WORK TO DO —
Return every one of the following items unchanged, reproducing each line word for word.
___ MATERIALS PROVIDED ___
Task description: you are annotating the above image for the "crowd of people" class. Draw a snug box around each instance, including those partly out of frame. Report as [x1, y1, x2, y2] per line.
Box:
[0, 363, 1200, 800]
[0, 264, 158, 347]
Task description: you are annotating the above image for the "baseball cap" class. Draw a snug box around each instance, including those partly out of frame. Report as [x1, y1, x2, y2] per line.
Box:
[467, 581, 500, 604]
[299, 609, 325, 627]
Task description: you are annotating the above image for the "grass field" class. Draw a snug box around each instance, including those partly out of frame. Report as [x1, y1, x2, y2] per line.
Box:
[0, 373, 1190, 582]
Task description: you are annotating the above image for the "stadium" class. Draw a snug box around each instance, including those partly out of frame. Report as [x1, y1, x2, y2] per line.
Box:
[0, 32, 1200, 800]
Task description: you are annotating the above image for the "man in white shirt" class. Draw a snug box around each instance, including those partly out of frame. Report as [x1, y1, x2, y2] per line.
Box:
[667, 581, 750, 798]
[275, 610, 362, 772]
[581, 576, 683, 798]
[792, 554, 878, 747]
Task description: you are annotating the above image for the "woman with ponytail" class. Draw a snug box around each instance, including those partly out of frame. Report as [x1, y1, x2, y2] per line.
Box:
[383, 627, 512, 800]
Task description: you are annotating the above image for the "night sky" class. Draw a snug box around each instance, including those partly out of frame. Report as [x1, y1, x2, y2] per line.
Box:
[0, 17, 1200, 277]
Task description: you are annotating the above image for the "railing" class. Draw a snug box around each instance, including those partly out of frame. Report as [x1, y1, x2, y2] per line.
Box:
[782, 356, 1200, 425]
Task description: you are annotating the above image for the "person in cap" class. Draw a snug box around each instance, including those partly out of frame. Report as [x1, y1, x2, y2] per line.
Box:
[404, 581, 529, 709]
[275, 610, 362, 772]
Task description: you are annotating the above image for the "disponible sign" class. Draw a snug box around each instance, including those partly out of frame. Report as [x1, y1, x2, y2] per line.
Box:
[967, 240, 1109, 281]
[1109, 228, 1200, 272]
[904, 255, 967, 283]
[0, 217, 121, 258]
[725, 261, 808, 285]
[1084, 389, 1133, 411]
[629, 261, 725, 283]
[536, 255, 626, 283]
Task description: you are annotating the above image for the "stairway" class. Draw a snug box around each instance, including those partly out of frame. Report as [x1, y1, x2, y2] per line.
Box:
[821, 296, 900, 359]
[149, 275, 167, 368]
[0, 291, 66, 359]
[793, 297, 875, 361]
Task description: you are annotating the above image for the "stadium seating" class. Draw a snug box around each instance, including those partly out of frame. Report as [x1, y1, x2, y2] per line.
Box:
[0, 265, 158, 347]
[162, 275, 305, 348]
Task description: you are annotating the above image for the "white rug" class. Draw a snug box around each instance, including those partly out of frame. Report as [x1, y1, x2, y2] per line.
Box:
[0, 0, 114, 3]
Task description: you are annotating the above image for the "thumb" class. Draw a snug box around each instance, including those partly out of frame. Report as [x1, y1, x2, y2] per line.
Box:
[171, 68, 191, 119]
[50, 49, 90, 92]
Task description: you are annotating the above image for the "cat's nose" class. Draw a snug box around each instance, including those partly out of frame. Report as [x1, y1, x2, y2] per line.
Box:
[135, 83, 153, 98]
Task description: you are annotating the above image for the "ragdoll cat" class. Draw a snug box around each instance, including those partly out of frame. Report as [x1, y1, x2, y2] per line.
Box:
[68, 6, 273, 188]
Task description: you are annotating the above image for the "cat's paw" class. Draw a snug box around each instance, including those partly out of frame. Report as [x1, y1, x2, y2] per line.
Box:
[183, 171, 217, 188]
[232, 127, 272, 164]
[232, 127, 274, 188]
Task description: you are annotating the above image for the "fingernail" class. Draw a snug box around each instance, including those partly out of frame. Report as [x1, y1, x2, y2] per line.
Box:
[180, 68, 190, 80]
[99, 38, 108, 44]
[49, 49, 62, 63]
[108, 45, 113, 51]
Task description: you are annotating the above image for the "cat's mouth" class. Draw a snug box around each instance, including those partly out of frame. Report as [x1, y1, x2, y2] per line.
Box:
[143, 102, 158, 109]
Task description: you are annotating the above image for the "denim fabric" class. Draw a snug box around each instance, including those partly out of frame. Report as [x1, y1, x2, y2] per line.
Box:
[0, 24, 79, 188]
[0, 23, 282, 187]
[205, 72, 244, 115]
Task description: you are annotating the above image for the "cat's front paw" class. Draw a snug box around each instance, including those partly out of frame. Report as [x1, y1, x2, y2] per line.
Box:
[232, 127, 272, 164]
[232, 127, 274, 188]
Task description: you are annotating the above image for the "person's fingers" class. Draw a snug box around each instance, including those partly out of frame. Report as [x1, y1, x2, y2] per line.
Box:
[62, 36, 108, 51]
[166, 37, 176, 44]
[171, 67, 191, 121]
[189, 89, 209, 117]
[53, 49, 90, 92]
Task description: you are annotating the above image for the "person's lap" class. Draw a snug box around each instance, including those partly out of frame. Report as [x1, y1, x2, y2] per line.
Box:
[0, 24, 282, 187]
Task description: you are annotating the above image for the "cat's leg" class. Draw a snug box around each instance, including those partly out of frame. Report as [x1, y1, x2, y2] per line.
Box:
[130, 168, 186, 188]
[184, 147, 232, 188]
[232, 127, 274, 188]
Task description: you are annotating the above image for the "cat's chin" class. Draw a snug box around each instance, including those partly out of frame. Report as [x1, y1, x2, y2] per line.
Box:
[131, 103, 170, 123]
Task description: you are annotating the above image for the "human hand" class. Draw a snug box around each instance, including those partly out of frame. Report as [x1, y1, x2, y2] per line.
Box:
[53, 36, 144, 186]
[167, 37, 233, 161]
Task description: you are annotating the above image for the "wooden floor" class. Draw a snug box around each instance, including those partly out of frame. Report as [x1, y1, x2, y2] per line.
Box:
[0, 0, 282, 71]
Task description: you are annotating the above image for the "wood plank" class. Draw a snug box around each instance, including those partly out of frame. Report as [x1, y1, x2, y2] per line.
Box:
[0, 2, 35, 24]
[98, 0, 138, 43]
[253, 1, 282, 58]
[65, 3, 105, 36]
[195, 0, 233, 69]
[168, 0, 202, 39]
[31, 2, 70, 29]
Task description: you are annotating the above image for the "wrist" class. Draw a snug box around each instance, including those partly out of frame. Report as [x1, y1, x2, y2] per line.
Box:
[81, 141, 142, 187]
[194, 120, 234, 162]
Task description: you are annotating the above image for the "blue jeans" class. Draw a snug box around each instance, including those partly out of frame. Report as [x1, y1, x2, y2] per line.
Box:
___
SOLVED EXERCISE —
Task description: you are annotating the above image for the "crowd of people" class. Draw a snug box around each instance, including those partly out of frame. Report as [x1, y1, x2, y2] per line.
Box:
[0, 363, 1200, 800]
[0, 264, 158, 347]
Task description: you are annotating the above image for the "baseball cap" class. Draw a snug box around each instance, including those partly out of frame. Report as [x1, y1, x2, y2] per line.
Box:
[467, 581, 500, 604]
[299, 609, 325, 627]
Task description: you are annotating the above image for the "grass field" class. Draw a snug box around each instance, including those partly out of frame. Report as [x1, y1, x2, y2] per line.
Box:
[0, 373, 1190, 582]
Task description: you are annotating the above image for the "stadium" class. Draw a snug box around each instance, including those partly out of frame. Report as [x1, y1, x2, y2] per line.
Box:
[0, 32, 1200, 800]
Task description: you are annotating the above image for the "man in white shirt" class. Draw a snug box around each instance, including those partly out of frame. Report as [x1, y1, x2, y2] per line.
Box:
[667, 581, 750, 798]
[275, 610, 362, 772]
[581, 576, 683, 798]
[792, 554, 878, 747]
Task description: you are annotating the above image for the "woman with ponytail" class. Draw a snug box around each instance, including those partly out of frame. Report as [x1, y1, x2, y2] per line.
Box:
[383, 627, 512, 800]
Task description: you are annotating the above image for the "night sky" class. Draw a snug box around each instance, including those partly out of frame. Report as [x1, y1, x2, y2] per line.
Box:
[0, 17, 1200, 277]
Task description: you are annotating the above image for the "railing" class. Draw a snug box around each instance, including those partly out of frame. Report as [x1, y1, x2, y2] per line.
Box:
[782, 356, 1200, 425]
Task description: you are annotating the above image for the "person in cap" class. Draw a snug box around each instance, including those partly out of frame. Report as [x1, y1, x2, y2] per line.
Box:
[404, 581, 529, 709]
[275, 610, 362, 772]
Task description: you are annotating the above image for the "disponible sign" class. Draw a snug box around each instance, including those partly out of frame. Report as [x1, y1, x2, y2] per line.
Box:
[967, 240, 1109, 281]
[1109, 228, 1200, 272]
[904, 255, 967, 283]
[0, 217, 121, 258]
[725, 261, 808, 285]
[1084, 389, 1133, 411]
[629, 261, 725, 283]
[536, 255, 626, 283]
Task description: you are annotating the above image for the "stairway" class. Draw a snug box around each instance, including those partly out of frame. Report as [x1, y1, x2, y2] per line.
Box:
[821, 296, 900, 359]
[149, 275, 167, 368]
[0, 291, 66, 359]
[793, 297, 875, 361]
Task description: you are annotating the above image for the "stadium seating" class. Draw a snug box around each instance, including those partly out of frame. Report as [x1, y1, x2, y2] per line.
Box:
[0, 265, 158, 347]
[162, 275, 305, 348]
Task description: you are annotating the above image for the "white rug" class. Draw a snug box around each instance, including those partly out of frame. Report as [x1, y1, x2, y2] per line.
Box:
[0, 0, 114, 3]
Task description: you are annotating the above image for the "thumb" class. Draw a snug box around each instance, including those partly out of frame. Report as [x1, y1, x2, y2] per line.
Box:
[171, 68, 191, 119]
[50, 49, 90, 92]
Task description: you are annotating the above image for the "cat's nose" class. Draw a snug box around each instance, including those partly out of frame. Report as [x1, y1, x2, y2] per line.
Box:
[135, 83, 153, 98]
Task description: you are annotating the above image for the "ragdoll cat" class. Draw a snug box around each instance, including those partly out of frame. Report as [x1, y1, x2, y2] per line.
Box:
[68, 6, 273, 188]
Task description: you are annotating the above image for the "cat's paw" class. Draw a snug box around each instance, including those partly out of frame. Report as [x1, y1, x2, y2] per line.
Box:
[183, 171, 217, 188]
[232, 127, 272, 164]
[232, 127, 274, 188]
Task description: you are annotating the above image for the "fingernail" class. Draw a snug box around each instance, including those partly out of frame. Report as [x1, y1, x2, y2] per line.
Box:
[180, 68, 190, 80]
[99, 38, 108, 44]
[49, 49, 62, 63]
[108, 45, 113, 51]
Task description: you are annotating the above image for the "cat's mouth" class. Draw a snug box around each instance, including those partly out of frame. Report as [x1, y1, x2, y2] per line.
Box:
[143, 102, 158, 109]
Task description: you are annotating the above image for the "denim fabric" class. Draw a snug box around each instance, including those partly out of frame. Report as [x1, y1, x2, y2] per line.
Box:
[0, 24, 79, 188]
[0, 23, 282, 187]
[205, 72, 244, 115]
Task description: you are annotating the above image for the "cat's front paw" class. Draw a snug box around each instance, including those partly out of frame. Report as [x1, y1, x2, y2] per line.
Box:
[232, 127, 272, 164]
[232, 127, 274, 188]
Task description: you are annotating the above image for the "person's fingers" class. Draw a snug box around each instance, including those partly out of frame. Report as [x1, y1, x2, y2] per line.
Box:
[62, 36, 108, 51]
[166, 37, 176, 44]
[171, 67, 191, 121]
[189, 89, 209, 117]
[53, 49, 90, 92]
Task description: you are annotating the above image for the "person's lap" class. Draw a snug box around each instance, including those partly out of frame. Report as [x1, y1, x2, y2] per line.
Box:
[0, 24, 282, 187]
Task description: you are annotating the above image for the "cat's leg" class. Draw a snug box around each instance, including those partly out of frame. Report as [x1, y1, x2, y2] per line.
Box:
[130, 168, 186, 188]
[184, 147, 232, 188]
[232, 127, 274, 188]
Task description: you are annotating the above image for the "cat's chin" class. Draw a snug box around each instance, including those partly out of frame. Report as [x1, y1, x2, y2] per line.
Box:
[131, 103, 170, 123]
Task description: you are annotating the above image for the "human hand" class. Draw a snug box around each instance, including those partly out of frame. Report as [x1, y1, x2, y2] per line.
Box:
[53, 36, 144, 186]
[167, 37, 233, 161]
Task description: you are annotating the above image for the "wooden floor" class. Draw a snug box around each instance, including those partly out of frame. Report as [x1, y1, x2, y2] per line.
Box:
[0, 0, 282, 71]
Task description: you are annotating the above image for the "wood plank" class. Draw a snug box around each instance, including those partly out of frame. Report as [x1, y1, x2, y2] per line.
Box:
[0, 2, 35, 24]
[98, 0, 138, 43]
[253, 1, 282, 58]
[65, 3, 105, 36]
[195, 0, 233, 69]
[168, 0, 202, 39]
[31, 2, 70, 29]
Task description: you are annotating the above image for the "wrist" class. Draw a snug box around each instance, including those partly out of frame. Report as [x1, y1, x2, y2] per line.
Box:
[81, 141, 142, 187]
[194, 120, 234, 162]
Task description: you are annotating the above image for the "blue jeans" class. Draw a snug box around each instance, including those partly out of frame. Report as [x1, y1, x2, y2] per line.
Box:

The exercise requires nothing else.